-- start of RECORDS FOR THE EXERCISE --

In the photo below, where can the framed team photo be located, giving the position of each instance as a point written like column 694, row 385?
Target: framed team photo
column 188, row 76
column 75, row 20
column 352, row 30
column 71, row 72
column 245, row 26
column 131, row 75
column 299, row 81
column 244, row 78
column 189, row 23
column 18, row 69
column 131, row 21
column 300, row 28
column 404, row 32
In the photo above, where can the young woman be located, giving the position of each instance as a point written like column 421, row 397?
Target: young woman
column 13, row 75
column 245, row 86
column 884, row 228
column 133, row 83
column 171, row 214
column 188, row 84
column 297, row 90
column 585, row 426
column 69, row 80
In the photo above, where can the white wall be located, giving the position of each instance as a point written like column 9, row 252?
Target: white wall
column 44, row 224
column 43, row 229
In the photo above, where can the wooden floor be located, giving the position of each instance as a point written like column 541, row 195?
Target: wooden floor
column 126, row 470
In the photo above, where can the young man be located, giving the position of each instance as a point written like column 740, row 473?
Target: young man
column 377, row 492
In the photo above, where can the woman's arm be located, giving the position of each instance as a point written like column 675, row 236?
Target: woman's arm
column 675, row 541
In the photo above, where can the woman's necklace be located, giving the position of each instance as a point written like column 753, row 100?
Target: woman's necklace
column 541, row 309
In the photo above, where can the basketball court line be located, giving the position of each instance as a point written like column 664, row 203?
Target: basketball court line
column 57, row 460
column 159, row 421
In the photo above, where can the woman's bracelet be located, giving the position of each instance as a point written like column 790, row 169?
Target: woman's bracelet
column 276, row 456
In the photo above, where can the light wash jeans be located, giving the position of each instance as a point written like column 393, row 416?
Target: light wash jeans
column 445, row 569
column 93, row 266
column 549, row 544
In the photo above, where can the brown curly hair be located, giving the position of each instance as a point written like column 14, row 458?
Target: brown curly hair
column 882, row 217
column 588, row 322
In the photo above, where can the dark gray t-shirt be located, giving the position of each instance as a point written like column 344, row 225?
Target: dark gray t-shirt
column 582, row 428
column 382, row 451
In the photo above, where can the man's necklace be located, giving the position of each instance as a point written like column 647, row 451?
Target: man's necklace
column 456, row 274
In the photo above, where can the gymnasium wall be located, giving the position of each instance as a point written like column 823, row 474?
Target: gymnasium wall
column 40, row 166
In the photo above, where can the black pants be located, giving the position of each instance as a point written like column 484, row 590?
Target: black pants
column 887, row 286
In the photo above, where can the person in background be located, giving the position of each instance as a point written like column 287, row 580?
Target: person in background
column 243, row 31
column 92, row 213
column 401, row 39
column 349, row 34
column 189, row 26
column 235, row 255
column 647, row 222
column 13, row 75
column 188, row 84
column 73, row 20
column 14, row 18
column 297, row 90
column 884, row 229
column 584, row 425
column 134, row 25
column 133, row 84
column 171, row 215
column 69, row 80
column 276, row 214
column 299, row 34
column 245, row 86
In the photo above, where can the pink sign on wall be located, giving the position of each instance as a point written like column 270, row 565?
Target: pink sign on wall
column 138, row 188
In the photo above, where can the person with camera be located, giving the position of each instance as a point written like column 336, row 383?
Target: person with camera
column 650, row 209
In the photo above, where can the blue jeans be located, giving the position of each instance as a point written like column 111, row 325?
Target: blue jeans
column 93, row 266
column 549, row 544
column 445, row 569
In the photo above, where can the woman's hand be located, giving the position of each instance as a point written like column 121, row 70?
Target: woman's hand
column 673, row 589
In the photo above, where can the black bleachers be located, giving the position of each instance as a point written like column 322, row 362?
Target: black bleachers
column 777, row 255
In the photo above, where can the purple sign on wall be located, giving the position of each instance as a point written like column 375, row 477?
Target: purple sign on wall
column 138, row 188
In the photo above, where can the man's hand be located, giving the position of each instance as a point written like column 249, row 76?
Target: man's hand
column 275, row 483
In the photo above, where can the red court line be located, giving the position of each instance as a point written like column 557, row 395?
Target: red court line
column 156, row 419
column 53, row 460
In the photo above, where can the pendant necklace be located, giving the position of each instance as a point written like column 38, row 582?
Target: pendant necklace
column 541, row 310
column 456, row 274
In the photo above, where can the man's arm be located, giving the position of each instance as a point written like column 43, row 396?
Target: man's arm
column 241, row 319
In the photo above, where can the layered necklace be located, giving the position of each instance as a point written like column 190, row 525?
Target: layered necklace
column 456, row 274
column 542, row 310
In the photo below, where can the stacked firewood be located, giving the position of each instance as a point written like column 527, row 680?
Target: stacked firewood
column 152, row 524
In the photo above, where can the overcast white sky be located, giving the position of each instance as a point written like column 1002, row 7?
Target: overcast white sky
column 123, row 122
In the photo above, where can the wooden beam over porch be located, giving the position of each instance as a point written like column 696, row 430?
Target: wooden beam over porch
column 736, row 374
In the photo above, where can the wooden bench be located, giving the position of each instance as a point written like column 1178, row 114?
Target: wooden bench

-- end of RECORDS FOR THE EXERCISE --

### WORK TO BE COMPLETED
Please reproduce all of the entries exactly as they stand.

### ANSWER TO THIS EXERCISE
In the photo below, where can the framed team photo be located, giving the position of each instance as a point written like column 694, row 385?
Target: framed team photo
column 188, row 76
column 75, row 20
column 352, row 30
column 71, row 72
column 245, row 26
column 131, row 75
column 299, row 81
column 244, row 78
column 189, row 23
column 18, row 69
column 131, row 21
column 300, row 28
column 404, row 32
In the photo above, where can the young woman be located, giving the position of each instance as a point written like column 421, row 397?
Target: young woman
column 13, row 75
column 245, row 86
column 884, row 228
column 133, row 83
column 171, row 214
column 188, row 84
column 297, row 90
column 585, row 426
column 69, row 80
In the photo above, where can the white wall be located, giving the position of each instance as a point written like column 9, row 252?
Target: white wall
column 44, row 224
column 43, row 229
In the photo above, where can the wooden floor be located, giving the position of each instance as a point written like column 541, row 195?
Target: wooden floor
column 126, row 470
In the photo above, where can the young man be located, giving the position of each instance as a point written like column 740, row 473?
Target: young man
column 377, row 492
In the photo above, where can the woman's arm be located, giving the position of each instance as a point written like column 675, row 236?
Target: woman's arm
column 675, row 541
In the photo above, where can the woman's necklace be located, giving the position of each instance as a point written like column 753, row 100?
Target: woman's necklace
column 541, row 309
In the photo above, where can the basketball court line be located, giving the position of each instance as a point written like column 664, row 203?
Target: basketball court line
column 57, row 460
column 159, row 421
In the photo above, where can the woman's bracelet be located, giving the position of each instance as a point written like column 790, row 169?
Target: woman's bracelet
column 276, row 456
In the photo above, where can the light wash jeans be located, giving the position of each instance as a point written like column 393, row 416?
Target: light wash jeans
column 445, row 569
column 93, row 266
column 549, row 544
In the photo above, where can the brown curly hair be located, giving the position of each instance as a point written like column 14, row 458?
Target: brown curly hair
column 882, row 217
column 588, row 322
In the photo above, where can the dark gray t-shirt be located, giving the position of each instance as a point written like column 344, row 225?
Target: dark gray t-shirt
column 582, row 428
column 382, row 451
In the photo above, where can the man's necklace be located, giving the position of each instance as a point written like column 647, row 451?
Target: man's necklace
column 456, row 274
In the photo above, where can the gymnasium wall be located, giving the position of each instance as a point written like column 823, row 474?
Target: gymnasium wall
column 40, row 166
In the photo above, where can the black pants be located, giving the position of each instance as a point written like column 484, row 590?
Target: black pants
column 887, row 286
In the photo above, where can the person in background be located, giving the position of each instance as a point written like column 287, row 580?
Target: person in background
column 243, row 31
column 92, row 213
column 401, row 39
column 349, row 34
column 189, row 26
column 235, row 255
column 647, row 222
column 13, row 75
column 188, row 84
column 73, row 20
column 14, row 18
column 297, row 90
column 884, row 229
column 584, row 425
column 134, row 25
column 133, row 84
column 171, row 215
column 69, row 80
column 276, row 214
column 299, row 34
column 245, row 86
In the photo above, where can the pink sign on wall be located, giving the position of each instance as a point written like column 270, row 565?
Target: pink sign on wall
column 138, row 188
In the photo above, where can the person with camera be located, giving the position of each instance as a point written like column 336, row 383?
Target: person with camera
column 650, row 209
In the photo above, where can the blue jeans be located, giving the position of each instance as a point written like column 111, row 325?
Target: blue jeans
column 93, row 266
column 549, row 544
column 445, row 569
In the photo above, where can the woman's hand be located, giving the position of each instance as a point written like column 121, row 70?
Target: woman's hand
column 673, row 589
In the photo above, where can the black bleachers be located, giving the position of each instance as a point written like column 322, row 362?
Target: black bleachers
column 777, row 255
In the photo above, where can the purple sign on wall be located, giving the position of each instance as a point written like column 375, row 477?
Target: purple sign on wall
column 138, row 188
In the photo above, where can the man's hand be located, giving the position of each instance as a point written like column 249, row 76?
Target: man's hand
column 275, row 483
In the photo above, where can the red court line be located, giving the position of each instance as a point written like column 557, row 395?
Target: red court line
column 156, row 419
column 53, row 460
In the photo above, where can the pendant necklace be located, giving the position of each instance as a point written like column 38, row 582?
Target: pendant necklace
column 541, row 310
column 456, row 274
In the photo above, where can the man's arm be located, giving the position of each instance as a point written like column 43, row 396?
Target: man's arm
column 241, row 319
In the photo above, where can the layered necklace be located, giving the position of each instance as a point written like column 190, row 525?
Target: layered necklace
column 456, row 274
column 542, row 310
In the photo below, where can the stacked firewood be located, giving the position of each instance as a point written like column 527, row 680?
Target: stacked firewood
column 152, row 524
In the photo above, where can the overcast white sky be located, giving the position of each instance as a point written like column 1002, row 7?
Target: overcast white sky
column 123, row 122
In the photo above, where can the wooden beam over porch be located, giving the position of each instance as a point written like column 696, row 430?
Target: wooden beam over porch
column 736, row 374
In the photo above, where can the wooden bench be located, giving the position of each instance as a point written like column 1178, row 114?
Target: wooden bench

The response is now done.